CONSIGNE: Reproduisez intégralement, sans rien changer, l'intervention sur les gens du voyage.
### TEXTE FOURNI
Monsieur le président, madame la ministre, mes chers collègues, près de trois cent soixante années séparent le premier dispositif relatif aux gens du voyage du texte que nous examinons aujourd’hui : en 1662, une ordonnance de Colbert qualifiait de délits le nomadisme, l’oisiveté et l’errance.
Tout au long de ces trois siècles, la législation a certes évolué, mais les pratiques et les mentalités sont encore trop souvent empreintes d’un jugement négatif à l’égard des personnes itinérantes. Il y a, bien entendu, la peur de ce qui est différent, la méconnaissance des autres ; il y a aussi parfois un manque de pédagogie. La proposition de loi telle que celle qu’ont déposée nos collègues de l’UMP est la parfaite illustration de ce défaut.
On peut en effet s’interroger sur la volonté, à la veille d’échéances municipales, de se saisir de la question du renforcement de l’arsenal répressif à l’encontre du stationnement illicite des gens du voyage.
L’article 1er de la proposition de loi initiale prévoyait de doubler les peines prévues pour réprimer le fait de s’installer en réunion en vue d’y établir une habitation, même temporaire, sur un terrain appartenant soit à une commune qui a respecté ses obligations au regard du schéma départemental des aires d’accueil des gens du voyage ou qui n’y est pas inscrite, soit à tout autre propriétaire sans autorisation de sa part.
######
### PARTIE DONNÉES
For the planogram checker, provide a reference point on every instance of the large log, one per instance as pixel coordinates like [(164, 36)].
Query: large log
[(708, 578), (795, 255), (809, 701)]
######
CORRIGÉ:
Monsieur le président, madame la ministre, mes chers collègues, près de trois cent soixante années séparent le premier dispositif relatif aux gens du voyage du texte que nous examinons aujourd’hui : en 1662, une ordonnance de Colbert qualifiait de délits le nomadisme, l’oisiveté et l’errance.
Tout au long de ces trois siècles, la législation a certes évolué, mais les pratiques et les mentalités sont encore trop souvent empreintes d’un jugement négatif à l’égard des personnes itinérantes. Il y a, bien entendu, la peur de ce qui est différent, la méconnaissance des autres ; il y a aussi parfois un manque de pédagogie. La proposition de loi telle que celle qu’ont déposée nos collègues de l’UMP est la parfaite illustration de ce défaut.
On peut en effet s’interroger sur la volonté, à la veille d’échéances municipales, de se saisir de la question du renforcement de l’arsenal répressif à l’encontre du stationnement illicite des gens du voyage.
L’article 1er de la proposition de loi initiale prévoyait de doubler les peines prévues pour réprimer le fait de s’installer en réunion en vue d’y établir une habitation, même temporaire, sur un terrain appartenant soit à une commune qui a respecté ses obligations au regard du schéma départemental des aires d’accueil des gens du voyage ou qui n’y est pas inscrite, soit à tout autre propriétaire sans autorisation de sa part.